Distanza da Postignano
22,6 Km
La Valnerina è indissolubilmente legata alle origini del monachesimo occidentale per aver accolto, secondo un'antica tradizione, 300 monaci provenienti dalla Siria nel V secolo. Mauro e suo figlio Felice furono tra questi “transfughi” esemplari, rifugiatisi in una grotta su cui sarebbe poi sorta questa abbazia nell'Umbria sud-orientale. Secondo la leggenda, i due eremiti uccisero un drago che infestava la palude, così come raffigurato nel fregio al di sotto del rosone dell'attuale chiesa: è questo un mito che allude alla presenza di tali anacoreti che, rifugiatisi in presenza di acque e a presidio di importanti nodi viari, bonificarono e resero fertili le terre che li ospitavano.
La chiesa attuale fu edificata prima del 1194 come evoluzione monumentale di quell'antico presidio monastico e le sacre spoglie di Felice e Mauro trovarono ricovero in un sarcofago in pietra rosata oggi conservato nella cripta. A navata unica e con presbiterio fortemente rialzato, la chiesa venne ripristinata nelle sue originali forme in un radicale restauro degli anni ‘20 del secolo scorso.
È nella facciata che quindi si colgono meglio gli originali tratti dello stile romanico di area spoletina che ne ispirarono lo stile e di cui rappresenta uno dei più alti esempi: un semplice portale a duplice rincasso con arco a tutto sesto lunettato, lo spoglio timpano decorato dal simbolo dell'Agnus Dei, il rosone a due ordini con i simboli degli Evangelisti e soprattutto il fregio narrativo sottostante. Qui si inscena la storia dei due mitici fondatori, in particolare san Felice mentre uccide il drago che infestava la valle e poi pianta un bastone che, germogliando, rappresenta la raggiunta fertilità delle terre.

* **COMPITO**
Trascrivi per intero il testo sull'abbazia della Valnerina, senza cambiare nulla.

* **DATI FORNITI**
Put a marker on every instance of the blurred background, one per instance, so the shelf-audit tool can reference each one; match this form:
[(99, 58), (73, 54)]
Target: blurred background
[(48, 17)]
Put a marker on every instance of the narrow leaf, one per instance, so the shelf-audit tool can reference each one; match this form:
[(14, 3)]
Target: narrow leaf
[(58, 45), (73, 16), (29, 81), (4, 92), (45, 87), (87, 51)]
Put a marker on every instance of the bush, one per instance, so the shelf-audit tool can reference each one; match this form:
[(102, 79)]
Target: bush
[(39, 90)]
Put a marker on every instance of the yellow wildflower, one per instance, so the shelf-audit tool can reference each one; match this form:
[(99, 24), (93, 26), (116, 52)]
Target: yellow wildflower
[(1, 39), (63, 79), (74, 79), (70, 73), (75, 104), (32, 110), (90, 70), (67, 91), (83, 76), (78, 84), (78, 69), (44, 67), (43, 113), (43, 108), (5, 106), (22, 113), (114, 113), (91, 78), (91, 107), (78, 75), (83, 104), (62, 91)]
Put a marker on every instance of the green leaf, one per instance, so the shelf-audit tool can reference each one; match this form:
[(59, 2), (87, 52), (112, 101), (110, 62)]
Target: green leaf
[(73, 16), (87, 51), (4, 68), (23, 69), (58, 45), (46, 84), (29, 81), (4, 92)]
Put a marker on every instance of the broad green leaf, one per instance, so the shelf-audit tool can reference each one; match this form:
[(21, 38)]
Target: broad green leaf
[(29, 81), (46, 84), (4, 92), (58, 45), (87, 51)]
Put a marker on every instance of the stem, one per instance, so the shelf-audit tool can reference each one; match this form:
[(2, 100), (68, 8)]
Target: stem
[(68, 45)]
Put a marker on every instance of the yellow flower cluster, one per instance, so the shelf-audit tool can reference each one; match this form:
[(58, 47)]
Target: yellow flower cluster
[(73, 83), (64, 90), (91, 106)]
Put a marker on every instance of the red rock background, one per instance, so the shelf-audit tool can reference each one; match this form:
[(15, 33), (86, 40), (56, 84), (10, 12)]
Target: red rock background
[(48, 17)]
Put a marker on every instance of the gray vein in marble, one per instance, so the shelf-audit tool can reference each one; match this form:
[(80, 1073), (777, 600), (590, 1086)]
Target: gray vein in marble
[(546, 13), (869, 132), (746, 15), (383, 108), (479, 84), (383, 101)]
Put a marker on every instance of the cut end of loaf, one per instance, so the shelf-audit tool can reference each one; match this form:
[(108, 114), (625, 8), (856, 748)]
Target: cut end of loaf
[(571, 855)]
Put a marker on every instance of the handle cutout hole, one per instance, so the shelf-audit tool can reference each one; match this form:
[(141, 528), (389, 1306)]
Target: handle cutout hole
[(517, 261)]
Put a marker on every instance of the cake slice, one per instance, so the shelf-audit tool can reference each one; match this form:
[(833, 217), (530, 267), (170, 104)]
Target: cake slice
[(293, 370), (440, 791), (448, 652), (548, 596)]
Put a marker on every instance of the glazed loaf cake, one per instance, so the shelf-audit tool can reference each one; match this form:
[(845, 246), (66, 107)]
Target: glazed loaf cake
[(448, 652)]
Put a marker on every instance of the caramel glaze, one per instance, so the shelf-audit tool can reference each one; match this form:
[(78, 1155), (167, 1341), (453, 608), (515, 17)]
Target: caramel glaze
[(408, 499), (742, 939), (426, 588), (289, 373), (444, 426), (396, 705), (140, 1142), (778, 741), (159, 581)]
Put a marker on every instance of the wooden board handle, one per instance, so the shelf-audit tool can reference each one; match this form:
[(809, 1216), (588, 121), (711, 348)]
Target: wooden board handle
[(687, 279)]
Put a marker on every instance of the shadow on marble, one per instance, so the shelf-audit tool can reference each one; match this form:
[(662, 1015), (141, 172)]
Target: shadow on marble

* **SOLUZIONE ESERCIZIO**
Distanza da Postignano
22,6 Km
La Valnerina è indissolubilmente legata alle origini del monachesimo occidentale per aver accolto, secondo un'antica tradizione, 300 monaci provenienti dalla Siria nel V secolo. Mauro e suo figlio Felice furono tra questi “transfughi” esemplari, rifugiatisi in una grotta su cui sarebbe poi sorta questa abbazia nell'Umbria sud-orientale. Secondo la leggenda, i due eremiti uccisero un drago che infestava la palude, così come raffigurato nel fregio al di sotto del rosone dell'attuale chiesa: è questo un mito che allude alla presenza di tali anacoreti che, rifugiatisi in presenza di acque e a presidio di importanti nodi viari, bonificarono e resero fertili le terre che li ospitavano.
La chiesa attuale fu edificata prima del 1194 come evoluzione monumentale di quell'antico presidio monastico e le sacre spoglie di Felice e Mauro trovarono ricovero in un sarcofago in pietra rosata oggi conservato nella cripta. A navata unica e con presbiterio fortemente rialzato, la chiesa venne ripristinata nelle sue originali forme in un radicale restauro degli anni ‘20 del secolo scorso.
È nella facciata che quindi si colgono meglio gli originali tratti dello stile romanico di area spoletina che ne ispirarono lo stile e di cui rappresenta uno dei più alti esempi: un semplice portale a duplice rincasso con arco a tutto sesto lunettato, lo spoglio timpano decorato dal simbolo dell'Agnus Dei, il rosone a due ordini con i simboli degli Evangelisti e soprattutto il fregio narrativo sottostante. Qui si inscena la storia dei due mitici fondatori, in particolare san Felice mentre uccide il drago che infestava la valle e poi pianta un bastone che, germogliando, rappresenta la raggiunta fertilità delle terre.